WORK INSTRUCTIONS -> Return all the entries word for word, minus the pictures.

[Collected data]
* * *
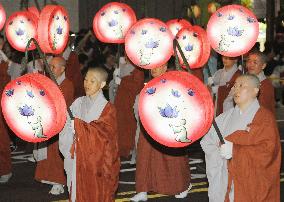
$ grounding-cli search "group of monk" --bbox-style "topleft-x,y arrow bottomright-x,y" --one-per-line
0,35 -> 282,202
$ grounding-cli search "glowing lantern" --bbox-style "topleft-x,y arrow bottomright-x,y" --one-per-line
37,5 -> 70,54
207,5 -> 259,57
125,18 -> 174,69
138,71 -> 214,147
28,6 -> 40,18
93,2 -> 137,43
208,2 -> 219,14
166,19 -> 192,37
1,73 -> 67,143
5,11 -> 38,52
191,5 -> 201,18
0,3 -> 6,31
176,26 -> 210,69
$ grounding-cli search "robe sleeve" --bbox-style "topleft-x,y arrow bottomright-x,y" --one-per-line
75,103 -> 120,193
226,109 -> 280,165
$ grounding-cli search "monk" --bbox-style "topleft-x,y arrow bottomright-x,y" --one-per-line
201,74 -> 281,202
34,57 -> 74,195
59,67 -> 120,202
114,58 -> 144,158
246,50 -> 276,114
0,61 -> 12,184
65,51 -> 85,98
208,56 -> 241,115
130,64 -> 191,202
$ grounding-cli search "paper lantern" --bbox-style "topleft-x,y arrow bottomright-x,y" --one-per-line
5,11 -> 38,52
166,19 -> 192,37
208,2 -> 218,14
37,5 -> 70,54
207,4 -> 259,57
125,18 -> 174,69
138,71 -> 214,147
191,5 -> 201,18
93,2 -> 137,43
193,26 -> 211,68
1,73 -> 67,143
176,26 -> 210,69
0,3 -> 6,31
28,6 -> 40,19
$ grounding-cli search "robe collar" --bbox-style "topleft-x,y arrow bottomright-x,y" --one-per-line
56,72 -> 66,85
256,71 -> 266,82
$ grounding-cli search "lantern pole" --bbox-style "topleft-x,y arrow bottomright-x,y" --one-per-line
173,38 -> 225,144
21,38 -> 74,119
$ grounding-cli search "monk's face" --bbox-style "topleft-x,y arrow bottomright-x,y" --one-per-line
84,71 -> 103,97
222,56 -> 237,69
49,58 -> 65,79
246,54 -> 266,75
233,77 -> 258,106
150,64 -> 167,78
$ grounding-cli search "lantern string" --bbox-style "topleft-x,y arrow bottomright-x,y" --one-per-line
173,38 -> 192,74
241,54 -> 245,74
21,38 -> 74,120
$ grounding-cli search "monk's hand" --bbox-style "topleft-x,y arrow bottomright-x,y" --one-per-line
* * *
SOLVED PROBLEM ->
$ grounding-cli search "group of monk" --bbox-style "topleft-x,y arrow bottomright-x,y" --one-per-line
0,35 -> 282,202
$ grounding-cli search "glowing lantern" --bbox-style "topleft-x,y arrow bottomright-x,y" --one-per-line
37,5 -> 70,54
207,5 -> 259,57
125,18 -> 174,69
138,71 -> 214,147
28,6 -> 40,18
93,2 -> 137,43
208,2 -> 219,14
166,19 -> 192,37
1,73 -> 67,143
5,11 -> 38,52
191,5 -> 201,18
0,3 -> 6,31
176,26 -> 210,69
$ grounding-cli search "robe sleeve" --bbox-style "topleft-x,y arrow bottomright-x,y" --one-per-line
75,103 -> 120,193
226,109 -> 280,165
$ grounding-cli search "monk" --bbox-style "topleft-x,y arrow bottomright-x,y" --one-per-line
201,74 -> 281,202
34,57 -> 74,195
59,67 -> 120,202
114,58 -> 144,158
246,50 -> 276,114
0,61 -> 12,184
65,51 -> 85,98
208,56 -> 241,115
130,64 -> 191,202
$ grounding-cli search "paper lantern" --bbox-style "topleft-x,y arrow bottomright-x,y" --one-per-line
5,11 -> 38,52
166,19 -> 192,37
208,2 -> 218,14
37,5 -> 70,54
207,4 -> 259,57
125,18 -> 174,69
138,71 -> 214,147
191,5 -> 201,18
93,2 -> 137,43
193,26 -> 211,68
1,73 -> 67,143
176,26 -> 210,69
0,3 -> 6,31
28,6 -> 40,19
$ grounding-cli search "robe collar" --bbox-style "topleft-x,y arrow bottomright-x,y" --one-per-line
56,72 -> 66,85
256,71 -> 266,82
$ grounding-cli search "lantern pole" --bbox-style "topleft-x,y arrow bottomright-x,y" --one-per-line
173,38 -> 225,144
21,38 -> 74,119
$ grounding-cli search "monk's face" --bbox-style "topleft-x,y arrow bottomright-x,y" --one-per-line
84,71 -> 103,97
222,56 -> 237,69
49,58 -> 65,79
246,54 -> 266,75
233,77 -> 258,106
150,64 -> 167,78
$ grounding-cli search "lantern string" --bbox-style "topleft-x,y arrow bottomright-x,y" --one-per-line
173,38 -> 192,74
241,54 -> 245,74
21,38 -> 74,120
$ grounding-cli search "monk's hand" --bbox-style "topleft-x,y arrow bottomright-x,y" --one-per-line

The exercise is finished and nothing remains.